◆ BRIEF ◆
Exclude the pictures and reproduce the remaining data exactly as written.

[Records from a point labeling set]
================================

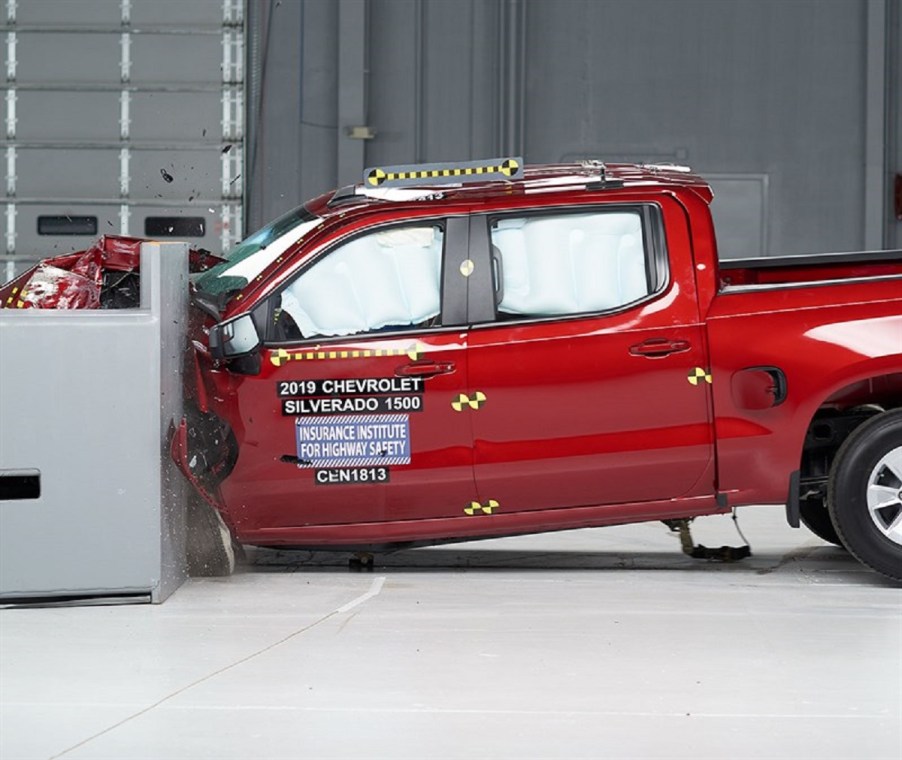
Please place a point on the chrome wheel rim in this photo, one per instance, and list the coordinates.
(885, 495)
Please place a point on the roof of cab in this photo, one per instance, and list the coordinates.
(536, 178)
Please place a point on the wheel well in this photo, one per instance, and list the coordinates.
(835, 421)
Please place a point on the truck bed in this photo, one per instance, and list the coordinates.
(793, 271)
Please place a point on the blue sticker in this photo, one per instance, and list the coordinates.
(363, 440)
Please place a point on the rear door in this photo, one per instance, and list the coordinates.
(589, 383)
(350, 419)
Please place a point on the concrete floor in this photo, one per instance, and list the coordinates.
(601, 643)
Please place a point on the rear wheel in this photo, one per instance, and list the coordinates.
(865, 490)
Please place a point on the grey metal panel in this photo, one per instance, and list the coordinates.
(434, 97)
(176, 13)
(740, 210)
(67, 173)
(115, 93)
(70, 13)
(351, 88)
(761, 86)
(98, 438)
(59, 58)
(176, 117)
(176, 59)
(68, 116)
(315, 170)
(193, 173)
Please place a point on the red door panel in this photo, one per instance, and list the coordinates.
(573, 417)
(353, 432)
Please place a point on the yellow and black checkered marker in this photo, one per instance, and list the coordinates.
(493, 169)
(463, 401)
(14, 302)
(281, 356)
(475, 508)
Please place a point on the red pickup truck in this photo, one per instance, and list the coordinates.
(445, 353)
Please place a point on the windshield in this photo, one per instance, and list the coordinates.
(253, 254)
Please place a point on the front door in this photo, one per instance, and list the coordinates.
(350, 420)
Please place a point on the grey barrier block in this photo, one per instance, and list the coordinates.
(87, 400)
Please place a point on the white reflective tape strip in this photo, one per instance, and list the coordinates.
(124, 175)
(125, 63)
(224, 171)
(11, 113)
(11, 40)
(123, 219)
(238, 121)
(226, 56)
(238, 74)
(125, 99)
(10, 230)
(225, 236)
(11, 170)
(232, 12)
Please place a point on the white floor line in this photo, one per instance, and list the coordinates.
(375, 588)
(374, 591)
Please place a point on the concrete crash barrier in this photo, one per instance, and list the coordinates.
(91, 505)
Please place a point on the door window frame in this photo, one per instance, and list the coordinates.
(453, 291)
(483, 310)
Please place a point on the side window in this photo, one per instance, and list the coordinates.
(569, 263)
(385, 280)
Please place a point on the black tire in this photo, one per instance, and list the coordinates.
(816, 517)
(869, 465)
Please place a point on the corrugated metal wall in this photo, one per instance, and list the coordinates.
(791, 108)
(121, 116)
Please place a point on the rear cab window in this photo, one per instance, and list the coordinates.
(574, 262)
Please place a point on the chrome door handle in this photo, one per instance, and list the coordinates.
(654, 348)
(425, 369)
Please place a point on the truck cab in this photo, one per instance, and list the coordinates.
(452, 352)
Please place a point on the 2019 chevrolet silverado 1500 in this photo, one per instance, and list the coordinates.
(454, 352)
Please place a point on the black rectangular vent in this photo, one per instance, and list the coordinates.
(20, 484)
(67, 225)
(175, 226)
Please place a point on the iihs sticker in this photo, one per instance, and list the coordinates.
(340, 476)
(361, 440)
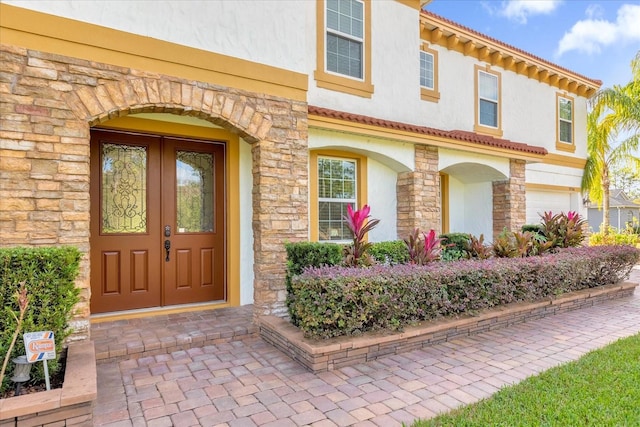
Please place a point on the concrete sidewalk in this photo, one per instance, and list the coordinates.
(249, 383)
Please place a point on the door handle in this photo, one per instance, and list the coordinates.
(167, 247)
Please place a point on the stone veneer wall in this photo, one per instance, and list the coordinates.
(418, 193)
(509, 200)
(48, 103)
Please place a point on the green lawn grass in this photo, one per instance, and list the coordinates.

================================

◆ SOLUTION TO THE EXERCISE ◆
Please place a point on the chrome wheel rim in this photo, one per instance, and list the coordinates.
(885, 495)
Please place a point on the roof of cab in this photo, one per instance, and list the coordinates.
(536, 178)
Please place a point on the wheel well in this photo, one per instance, and list the coordinates.
(835, 421)
Please place a point on the truck bed in this photo, one per instance, and list the coordinates.
(793, 271)
Please place a point on the blue sticker in this photo, one per instance, and list the coordinates.
(363, 440)
Please place a point on the rear door in this photo, one per instance, and list the coordinates.
(589, 383)
(350, 419)
Please place a point on the concrete floor in this photo, one per instance, and list the coordinates.
(601, 643)
Please place a point on the rear wheel in this photo, one per instance, and list the coordinates.
(865, 490)
Please place a point on the grey metal panel in this photo, one per instance, and list the coordinates.
(434, 97)
(176, 13)
(740, 210)
(67, 173)
(115, 93)
(70, 13)
(351, 88)
(761, 86)
(98, 438)
(59, 58)
(176, 117)
(176, 59)
(68, 116)
(315, 170)
(193, 173)
Please place a point on the red door panel in this photo, one per instance, and list the coordinates.
(573, 417)
(353, 432)
Please place a point on the yellow and black checkered marker in this photo, one per instance, and list the coordinates.
(493, 169)
(463, 401)
(14, 302)
(281, 356)
(475, 508)
Please place a point on the red pickup truck in this photo, one per instance, and list the coordinates.
(445, 353)
Please place a point on the windshield in this photo, one per instance, and list the coordinates.
(253, 254)
Please place a point on the front door in this photo, one per instance, and list the coordinates.
(350, 420)
Please place a point on the grey barrier block in this photo, one per instance, and list the coordinates.
(87, 400)
Please place a point on the white reflective tape strip in this photo, one per instance, and list the coordinates.
(124, 175)
(125, 63)
(224, 171)
(11, 113)
(11, 40)
(123, 219)
(238, 121)
(226, 56)
(238, 74)
(125, 99)
(10, 230)
(225, 236)
(11, 170)
(232, 12)
Please place a point on the white floor line in this photo, one per instance, and list the coordinates.
(375, 588)
(374, 591)
Please place a point on the concrete crash barrier in this photo, one per instance, and list the coordinates.
(91, 505)
Please place a point on the door window frame in this photo, one per instance, and list the coordinates.
(453, 291)
(483, 310)
Please place a point on the side window in this photo, one per instance, and list the coordinates.
(569, 263)
(385, 280)
Please place a point on the black tire in this photo, one per instance, and list the coordinates.
(816, 517)
(869, 465)
Please place a point on the corrugated metal wall in this photo, one per instance, and list the coordinates.
(791, 108)
(121, 116)
Please place a point on the rear cab window in this photo, one per instance, and list the coordinates.
(574, 262)
Please place a point on the chrome door handle in this photo, one per instance, and list the coordinates.
(654, 348)
(425, 369)
Please place a point on the truck cab in this photo, one per instance, and list the coordinates.
(452, 352)
Please place a point on the 2019 chevrolet silverado 1500 in this photo, one per instance, and list the coordinates.
(454, 352)
Please place a point on the black rectangular vent in this photo, one per instance, and list the coordinates.
(20, 484)
(67, 225)
(175, 226)
Please place a point on the iihs sticker in this photo, one per instance, and list the coordinates.
(340, 476)
(361, 440)
Please place a point on the concrete sidewalk in this photo, one per instance, and list the coordinates.
(249, 383)
Please place a point on the door handle in this photo, one per instance, and list the coordinates.
(167, 247)
Please place a point on the stone veneer wall in this photo, one per instance, and list the coordinates.
(418, 193)
(509, 200)
(48, 103)
Please place a point on the green lawn grass in this photo, one per instance, and list the coordinates.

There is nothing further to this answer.